Written exercise A → In the forum thread about writing a PySpark dataframe to Azure SQL, which dataset is being loaded?
Written exercise B → List every option name that the code in the forum thread about writing a PySpark dataframe to Azure SQL sets with `.option(...)`.

Source text →
=====

Reputation: 63
I'm trying to load a pyspark dataframe into Azure SQL DB using Apache Spark Connector for SQL Server and Azure SQL in Azure DataBricks Env
[Environment] - Azure DataBricks
[Dataset] - NYC Yellow Taxi Dataset
It works fine for data size around 30M, but for the data sizes around 90M I get the below issue:
org.apache.spark.SparkException: Job aborted due to stage failure: Task 5 in stage 20.0 failed 4 times, most recent failure: Lost task 5.3 in stage 20.0 (TID 381) (10.139.64.7 executor 5): com.microsoft.sqlserver.jdbc.SQLServerException: Database '[database]' on server '[servername]' is not currently available. Please retry the connection later. If the problem persists, contact customer support, and provide them the session tracing ID of [some id]
The code that I use:
try:
df.write \
.format("com.microsoft.sqlserver.jdbc.spark") \
.mode("overwrite") \
.option("truncate", True) \
.option("url", url) \
.option("dbtable", "dbo.nyc_yellow_trip_test_2017") \
.option("user", username) \
.option("password", password) \
.save()
except ValueError as error :
print("Connector write failed", error)
Upvotes: 0
Views: 276
Reputation: 3240
Sometimes that error comes as result of intermittent failures on specific regions.
You can check Resource health in Left vertical panel as shown in below image.

=====

Available data →

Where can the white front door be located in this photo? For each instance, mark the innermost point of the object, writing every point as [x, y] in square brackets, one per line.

=====

Problem solution A → The NYC Yellow Taxi Dataset.

Problem solution B → truncate, url, dbtable, user, password